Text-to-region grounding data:
++++
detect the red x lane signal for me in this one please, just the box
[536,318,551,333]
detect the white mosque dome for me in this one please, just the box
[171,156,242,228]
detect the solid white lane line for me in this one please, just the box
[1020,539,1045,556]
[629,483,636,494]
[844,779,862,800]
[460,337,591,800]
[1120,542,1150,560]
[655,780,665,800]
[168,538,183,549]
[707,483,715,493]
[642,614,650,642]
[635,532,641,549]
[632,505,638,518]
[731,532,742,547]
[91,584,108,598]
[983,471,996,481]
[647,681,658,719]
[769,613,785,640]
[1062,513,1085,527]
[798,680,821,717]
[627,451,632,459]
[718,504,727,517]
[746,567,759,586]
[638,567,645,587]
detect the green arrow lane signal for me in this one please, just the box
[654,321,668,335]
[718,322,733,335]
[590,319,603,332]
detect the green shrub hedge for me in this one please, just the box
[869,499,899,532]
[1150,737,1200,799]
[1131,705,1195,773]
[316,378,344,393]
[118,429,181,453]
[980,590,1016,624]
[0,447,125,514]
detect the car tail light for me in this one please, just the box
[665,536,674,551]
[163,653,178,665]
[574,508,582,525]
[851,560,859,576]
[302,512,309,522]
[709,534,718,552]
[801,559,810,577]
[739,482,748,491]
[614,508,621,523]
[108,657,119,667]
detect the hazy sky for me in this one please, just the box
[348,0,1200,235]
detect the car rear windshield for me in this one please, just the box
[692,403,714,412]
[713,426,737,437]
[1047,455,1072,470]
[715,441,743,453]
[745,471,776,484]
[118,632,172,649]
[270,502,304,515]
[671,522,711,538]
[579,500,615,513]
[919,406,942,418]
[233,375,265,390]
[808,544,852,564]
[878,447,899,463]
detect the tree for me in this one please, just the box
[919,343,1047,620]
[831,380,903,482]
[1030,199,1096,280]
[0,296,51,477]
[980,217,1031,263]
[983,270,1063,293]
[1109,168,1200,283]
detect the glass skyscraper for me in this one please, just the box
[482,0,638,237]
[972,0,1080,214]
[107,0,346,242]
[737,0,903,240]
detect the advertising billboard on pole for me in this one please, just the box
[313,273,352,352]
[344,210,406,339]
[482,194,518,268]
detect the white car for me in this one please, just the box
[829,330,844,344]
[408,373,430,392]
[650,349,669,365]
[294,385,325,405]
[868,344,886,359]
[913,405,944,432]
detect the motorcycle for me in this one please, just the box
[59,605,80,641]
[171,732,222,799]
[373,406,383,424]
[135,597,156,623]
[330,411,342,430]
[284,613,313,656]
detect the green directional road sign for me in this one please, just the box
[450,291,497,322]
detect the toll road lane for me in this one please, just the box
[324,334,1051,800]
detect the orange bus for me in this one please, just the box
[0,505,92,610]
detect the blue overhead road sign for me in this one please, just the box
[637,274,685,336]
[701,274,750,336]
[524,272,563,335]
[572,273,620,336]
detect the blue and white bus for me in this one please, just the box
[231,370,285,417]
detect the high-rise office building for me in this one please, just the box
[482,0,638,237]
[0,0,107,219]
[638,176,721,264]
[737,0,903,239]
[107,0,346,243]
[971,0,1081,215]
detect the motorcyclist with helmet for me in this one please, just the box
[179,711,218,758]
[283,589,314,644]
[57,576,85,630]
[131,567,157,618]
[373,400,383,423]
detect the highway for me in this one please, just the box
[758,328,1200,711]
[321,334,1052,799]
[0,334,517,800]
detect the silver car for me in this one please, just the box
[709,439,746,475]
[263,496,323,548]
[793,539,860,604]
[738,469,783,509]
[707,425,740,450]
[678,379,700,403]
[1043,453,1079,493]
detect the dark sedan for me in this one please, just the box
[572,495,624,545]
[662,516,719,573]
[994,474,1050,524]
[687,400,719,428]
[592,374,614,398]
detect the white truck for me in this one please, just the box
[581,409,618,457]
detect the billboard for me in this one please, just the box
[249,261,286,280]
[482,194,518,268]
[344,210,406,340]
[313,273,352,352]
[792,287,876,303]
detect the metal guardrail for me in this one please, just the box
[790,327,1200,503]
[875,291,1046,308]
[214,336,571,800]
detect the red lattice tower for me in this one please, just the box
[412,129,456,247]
++++
> _Task prompt_: Could you reproduce all the records exactly?

> _Response_:
detect the red x lane signal for me in this one please, just the box
[536,318,551,333]
detect the white mosque dome for me in this one please, just the box
[171,156,242,228]
detect the solid white lane line for me in this one please, just the box
[1020,539,1045,556]
[629,483,636,494]
[844,779,862,800]
[460,337,591,800]
[1120,542,1150,560]
[655,780,665,800]
[168,538,183,549]
[707,483,715,493]
[642,614,650,642]
[635,532,641,549]
[632,505,638,518]
[731,532,742,547]
[91,584,108,598]
[983,471,996,481]
[647,681,658,719]
[769,613,785,640]
[1062,513,1085,527]
[798,680,821,717]
[627,451,632,459]
[718,504,727,517]
[746,567,759,586]
[638,567,645,587]
detect the green arrow lane signal for me in this one please, just the box
[654,321,668,335]
[718,322,733,335]
[590,319,603,332]
detect the green shrub hedge for me in this one please, just the box
[869,499,899,532]
[1150,737,1200,799]
[1131,705,1195,773]
[316,378,344,393]
[118,429,181,453]
[980,590,1016,624]
[0,447,125,514]
detect the car tail light for me in this one please, just the box
[665,536,674,551]
[163,653,178,665]
[574,508,582,525]
[851,560,859,576]
[302,512,309,522]
[709,534,718,552]
[801,559,810,577]
[739,482,748,491]
[614,508,621,523]
[108,657,119,667]
detect the hazy sky for me in this one please, just the box
[348,0,1200,235]
detect the car rear windshield for me in this one please, just the box
[692,403,714,412]
[713,426,737,437]
[1047,455,1072,470]
[715,441,743,453]
[745,471,776,484]
[118,632,172,649]
[270,502,304,515]
[671,522,711,538]
[579,500,615,513]
[919,406,942,418]
[233,375,265,390]
[808,544,852,564]
[878,447,899,463]
detect the tree for me in this one please, just the box
[919,343,1047,620]
[831,380,903,482]
[1030,199,1096,280]
[0,296,51,477]
[980,217,1031,263]
[983,270,1063,293]
[1109,168,1200,283]
detect the glass skyscraper for me in this one please, just the box
[482,0,638,237]
[972,0,1080,214]
[107,0,346,242]
[737,0,903,240]
detect the advertising billboard on pole for me in this one please, just the box
[313,273,352,352]
[344,210,406,339]
[482,194,518,268]
detect the white car for me in this one please, just the box
[829,330,844,344]
[408,373,430,392]
[650,349,669,365]
[294,385,325,405]
[868,344,886,359]
[913,405,944,432]
detect the motorcycle for me in this one please, just the box
[59,605,80,641]
[171,732,222,799]
[373,406,383,424]
[135,597,156,623]
[330,411,342,430]
[284,613,313,656]
detect the green directional road sign for me in this one please, just the box
[450,291,497,322]
detect the toll road lane for me in this one please, just the box
[324,334,1051,800]
detect the orange bus for me in this one please, just the box
[0,505,92,610]
detect the blue overhead road sign for me in this one please, just the box
[637,274,685,336]
[701,274,750,336]
[524,272,563,335]
[572,273,620,336]
detect the blue and white bus for me in this one please, just the box
[231,370,285,417]
detect the high-rise office building for me in this one please, just the box
[482,0,638,237]
[0,0,107,219]
[638,176,721,264]
[737,0,903,239]
[107,0,346,243]
[971,0,1081,215]
detect the motorcyclist with helmet for me in this one please, just the box
[179,711,218,758]
[283,589,314,644]
[57,576,85,630]
[131,567,157,618]
[373,400,383,423]
detect the highway for me in this one please, just the box
[758,328,1200,711]
[321,334,1052,799]
[0,334,517,800]
detect the silver car for me in this one please, just the box
[709,439,746,475]
[263,496,323,548]
[793,539,860,604]
[738,469,783,509]
[707,425,740,450]
[678,379,700,403]
[1043,453,1079,493]
detect the dark sedan for me in this one please, just the box
[572,495,624,545]
[662,516,719,573]
[994,474,1050,524]
[687,400,719,428]
[592,374,614,398]
detect the white truck for me in this one please, just the box
[581,409,618,457]
detect the billboard for me in this one please, just the box
[249,261,286,280]
[482,194,518,268]
[344,210,406,340]
[313,273,352,352]
[792,287,876,303]
detect the metal guardrail for me in this one please, just the box
[790,327,1200,503]
[875,291,1046,308]
[214,336,571,800]
detect the red lattice tower for me in this one please, just the box
[412,129,456,247]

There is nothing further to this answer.